+++ Record set

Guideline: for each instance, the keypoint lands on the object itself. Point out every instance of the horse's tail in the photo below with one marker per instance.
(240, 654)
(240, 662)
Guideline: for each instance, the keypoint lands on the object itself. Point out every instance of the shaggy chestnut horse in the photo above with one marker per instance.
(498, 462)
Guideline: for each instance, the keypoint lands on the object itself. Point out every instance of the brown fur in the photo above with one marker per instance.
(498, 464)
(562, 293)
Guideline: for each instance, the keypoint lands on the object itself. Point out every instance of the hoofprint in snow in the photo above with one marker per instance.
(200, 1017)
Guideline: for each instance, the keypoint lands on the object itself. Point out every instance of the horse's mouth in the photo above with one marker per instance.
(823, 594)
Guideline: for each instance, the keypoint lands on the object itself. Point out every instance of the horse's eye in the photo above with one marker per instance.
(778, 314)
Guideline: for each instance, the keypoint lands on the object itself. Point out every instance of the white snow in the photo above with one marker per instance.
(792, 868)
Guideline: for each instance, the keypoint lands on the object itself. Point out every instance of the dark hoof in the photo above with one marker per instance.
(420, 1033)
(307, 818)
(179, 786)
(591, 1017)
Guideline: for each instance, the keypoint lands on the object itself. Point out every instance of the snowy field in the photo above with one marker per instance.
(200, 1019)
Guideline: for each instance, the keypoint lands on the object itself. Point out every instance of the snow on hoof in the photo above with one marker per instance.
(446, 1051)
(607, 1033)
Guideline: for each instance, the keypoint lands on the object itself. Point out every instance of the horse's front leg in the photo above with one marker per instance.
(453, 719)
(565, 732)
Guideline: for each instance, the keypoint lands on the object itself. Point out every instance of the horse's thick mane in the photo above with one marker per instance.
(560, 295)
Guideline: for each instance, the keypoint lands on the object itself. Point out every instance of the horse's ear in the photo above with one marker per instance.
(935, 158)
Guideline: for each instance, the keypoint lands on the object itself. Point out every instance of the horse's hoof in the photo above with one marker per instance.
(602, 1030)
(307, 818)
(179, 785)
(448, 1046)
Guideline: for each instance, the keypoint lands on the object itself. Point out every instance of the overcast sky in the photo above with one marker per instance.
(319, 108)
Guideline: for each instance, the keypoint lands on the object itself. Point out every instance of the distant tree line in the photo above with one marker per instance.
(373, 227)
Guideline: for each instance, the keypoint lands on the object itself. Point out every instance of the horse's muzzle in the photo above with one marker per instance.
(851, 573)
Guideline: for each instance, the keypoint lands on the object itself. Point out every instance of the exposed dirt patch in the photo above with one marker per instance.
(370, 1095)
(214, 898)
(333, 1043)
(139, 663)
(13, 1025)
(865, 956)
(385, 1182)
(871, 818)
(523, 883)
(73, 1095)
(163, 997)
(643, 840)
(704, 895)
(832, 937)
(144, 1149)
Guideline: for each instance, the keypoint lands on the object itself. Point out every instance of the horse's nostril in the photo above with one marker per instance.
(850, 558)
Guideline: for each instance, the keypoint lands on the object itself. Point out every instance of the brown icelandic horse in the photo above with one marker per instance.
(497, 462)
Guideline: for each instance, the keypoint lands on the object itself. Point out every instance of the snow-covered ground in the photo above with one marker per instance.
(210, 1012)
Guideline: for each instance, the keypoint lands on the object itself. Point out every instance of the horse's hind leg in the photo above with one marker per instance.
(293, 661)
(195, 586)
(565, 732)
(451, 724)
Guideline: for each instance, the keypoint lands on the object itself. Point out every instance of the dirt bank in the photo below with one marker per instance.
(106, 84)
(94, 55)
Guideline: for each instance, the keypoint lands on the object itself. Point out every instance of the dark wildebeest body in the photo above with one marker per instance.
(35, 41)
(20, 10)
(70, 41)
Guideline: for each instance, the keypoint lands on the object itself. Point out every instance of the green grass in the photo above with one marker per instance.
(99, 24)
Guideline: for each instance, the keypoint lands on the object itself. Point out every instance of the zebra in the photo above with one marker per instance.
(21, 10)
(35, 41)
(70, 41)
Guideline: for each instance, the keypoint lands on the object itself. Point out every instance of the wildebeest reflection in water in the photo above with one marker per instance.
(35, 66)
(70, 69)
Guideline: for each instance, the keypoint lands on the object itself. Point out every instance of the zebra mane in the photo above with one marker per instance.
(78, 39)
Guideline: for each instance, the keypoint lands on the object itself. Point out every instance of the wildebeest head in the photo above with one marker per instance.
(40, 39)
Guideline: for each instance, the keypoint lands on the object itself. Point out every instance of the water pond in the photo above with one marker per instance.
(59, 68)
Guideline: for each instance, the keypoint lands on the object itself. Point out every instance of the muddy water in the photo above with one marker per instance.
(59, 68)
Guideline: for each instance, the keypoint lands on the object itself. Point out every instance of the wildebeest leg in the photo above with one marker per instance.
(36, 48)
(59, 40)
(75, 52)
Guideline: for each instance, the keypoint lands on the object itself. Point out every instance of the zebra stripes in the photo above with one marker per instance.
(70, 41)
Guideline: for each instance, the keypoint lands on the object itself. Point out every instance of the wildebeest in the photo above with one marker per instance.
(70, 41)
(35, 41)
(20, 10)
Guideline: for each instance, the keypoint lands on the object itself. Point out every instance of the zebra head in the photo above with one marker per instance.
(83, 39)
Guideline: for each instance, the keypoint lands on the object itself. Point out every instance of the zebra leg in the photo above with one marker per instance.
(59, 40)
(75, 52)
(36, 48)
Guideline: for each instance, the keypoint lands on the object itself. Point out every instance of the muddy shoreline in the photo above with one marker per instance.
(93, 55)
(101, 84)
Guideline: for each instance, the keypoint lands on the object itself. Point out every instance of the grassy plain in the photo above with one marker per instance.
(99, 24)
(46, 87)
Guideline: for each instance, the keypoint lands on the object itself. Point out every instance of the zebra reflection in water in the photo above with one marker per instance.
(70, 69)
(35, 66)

++++++

§ Written exercise: Please edit all of the entries above so that "keypoint" becomes "point" wherever it occurs, keeping everything else unchanged.

§ Solution to this exercise:
Guideline: for each instance, the point lands on the object itself. Point out every instance of the horse's tail in the photo below with one marker per instance.
(240, 654)
(240, 662)
Guideline: for each instance, the point lands on the object itself. Point out every instance of the shaggy chestnut horse in the photo above with one marker per instance.
(498, 462)
Guideline: for each instance, the point lands on the object itself. Point out every instance of the brown fur in the photo above with one marker per instance.
(498, 464)
(562, 293)
Guideline: for each instance, the point lands on the object itself. Point out every instance of the hoofprint in snow in the photo above with one marker per instance.
(200, 1017)
Guideline: for each instance, the point lands on the object itself. Point out every instance of the horse's mouth in the photo above with one marker per instance.
(823, 594)
Guideline: for each instance, the point lands on the object itself. Point out every instance of the horse's eye in the photo above with one marker per instance.
(778, 314)
Guideline: for each instance, the point lands on the object itself. Point out every instance of the white snow in the photo above with one marker per instance.
(792, 868)
Guideline: for each instance, the point lands on the object itself. Point out every instance of the dark hoof in the photo above with one marker per instance.
(420, 1033)
(307, 818)
(179, 786)
(591, 1017)
Guideline: for each instance, the point lands on the object itself. Point out every instance of the snowy field in the photo above with one marker per instance.
(200, 1019)
Guideline: for each instance, the point lands on the object itself. Point out every instance of the snow on hoof in the photo above with one marker per instance.
(446, 1051)
(607, 1033)
Guideline: for each instance, the point lands on the object itself. Point out every instance of the horse's front leg in the photo above with one marker per instance.
(453, 719)
(565, 732)
Guideline: for each instance, the point lands on the object itself. Point out every instance of the horse's thick mane in the photo above with one marker per instance.
(560, 295)
Guideline: for each instance, the point lands on the object itself. Point out every instance of the horse's ear in the photo above with one marker per instance.
(935, 158)
Guideline: for each instance, the point lands on the object itself. Point out every instance of the horse's hoof in the photo above with one marker per instance.
(602, 1030)
(307, 818)
(179, 785)
(448, 1046)
Guideline: for each instance, the point lands on the object itself. Point out every instance of the overcast sky in the photo above with one marker per instance.
(319, 108)
Guideline: for each instance, the point lands on the object itself. Point out every instance of the distant tree line in the photo above with one marker per instance.
(373, 227)
Guideline: for each instance, the point lands on the object itself. Point out every instance of the horse's muzzle in the photo above with one marker per instance.
(851, 573)
Guideline: for each instance, the point lands on the object itself. Point out every instance of the exposed dirt patch in the photo above with one marker per instance.
(370, 1095)
(214, 898)
(333, 1043)
(139, 663)
(13, 1025)
(865, 956)
(385, 1182)
(871, 818)
(523, 883)
(73, 1095)
(163, 997)
(643, 840)
(704, 895)
(832, 937)
(144, 1149)
Guideline: for each instance, the point lands on the object itself. Point out every instance of the horse's nostril in the photo above with one marker per instance.
(850, 558)
Guideline: for each instance, the point lands on the object itself. Point out every instance of the brown icelandic horse in the photo above with one marker per instance.
(497, 462)
Guideline: for each instance, the point lands on the object itself. Point out every instance of the snow-covered ground in the photo above with one marker per instance.
(210, 1012)
Guideline: for each instance, the point lands on the object itself. Point out every instance of the horse's hind leg in the photo above with one marker per instance.
(293, 661)
(195, 586)
(565, 732)
(451, 724)
Guideline: for each instance, the point lands on the object itself. Point out every instance of the dirt bank in the photo below with one marker per instance.
(106, 84)
(94, 55)
Guideline: for each instance, the point lands on the object itself. Point out every instance of the dark wildebeest body in the photo above with one marker per instance.
(35, 41)
(20, 10)
(70, 41)
Guideline: for each instance, the point lands on the object itself. Point out every instance of the green grass in the photo above with one marker per instance.
(99, 24)
Guideline: for each instance, the point lands on the object itself. Point out every instance of the zebra in the photo above with one marker per instance.
(21, 10)
(35, 41)
(70, 41)
Guideline: for each instance, the point lands on the object itself. Point out every instance of the wildebeest reflection in water in the photo above with one marker per instance.
(35, 66)
(70, 69)
Guideline: for each instance, the point lands on the object itself. Point out every instance of the zebra mane in the photo above with one marker per instance.
(78, 39)
Guideline: for each instance, the point lands on the object itself. Point out every instance of the wildebeest head in the photo above with one marker per instance.
(40, 39)
Guideline: for each instance, the point lands on the object itself. Point out every instance of the water pond in the photo above with one marker per instance.
(59, 68)
Guideline: for each instance, the point lands on the object itself. Point out every instance of the muddy water in the photo above with one marker per instance.
(59, 68)
Guideline: for each instance, the point lands on the object itself. Point out every instance of the wildebeest leg in the photo above with one marker per instance.
(36, 48)
(59, 40)
(75, 52)
Guideline: for each instance, the point lands on the object itself. Point out every instance of the zebra stripes in the photo above with one marker per instance.
(70, 41)
Guideline: for each instance, the point lands on the object itself. Point out every instance of the wildebeest in the photo above with one marker per instance.
(70, 41)
(35, 41)
(20, 10)
Guideline: for each instance, the point lands on the object itself. Point out every instance of the zebra head in the photo above with one marker per instance.
(83, 39)
Guideline: for each instance, the point lands on the object itself. Point out every instance of the zebra leg in the photo above with one marker per instance.
(59, 40)
(75, 52)
(36, 48)
Guideline: for each instance, the point lands on the object itself. Point out every instance of the muddy shoreline in the photo above with one marker per instance.
(93, 55)
(101, 84)
Guideline: for each instance, the point lands on the object itself. Point out every instance of the grassy plain in the photo above with one marker per instance.
(99, 24)
(46, 87)
Guideline: for each instance, the point lands on the object itself. Point out every instance of the zebra reflection in water in the photo above with one marker per instance.
(70, 69)
(35, 66)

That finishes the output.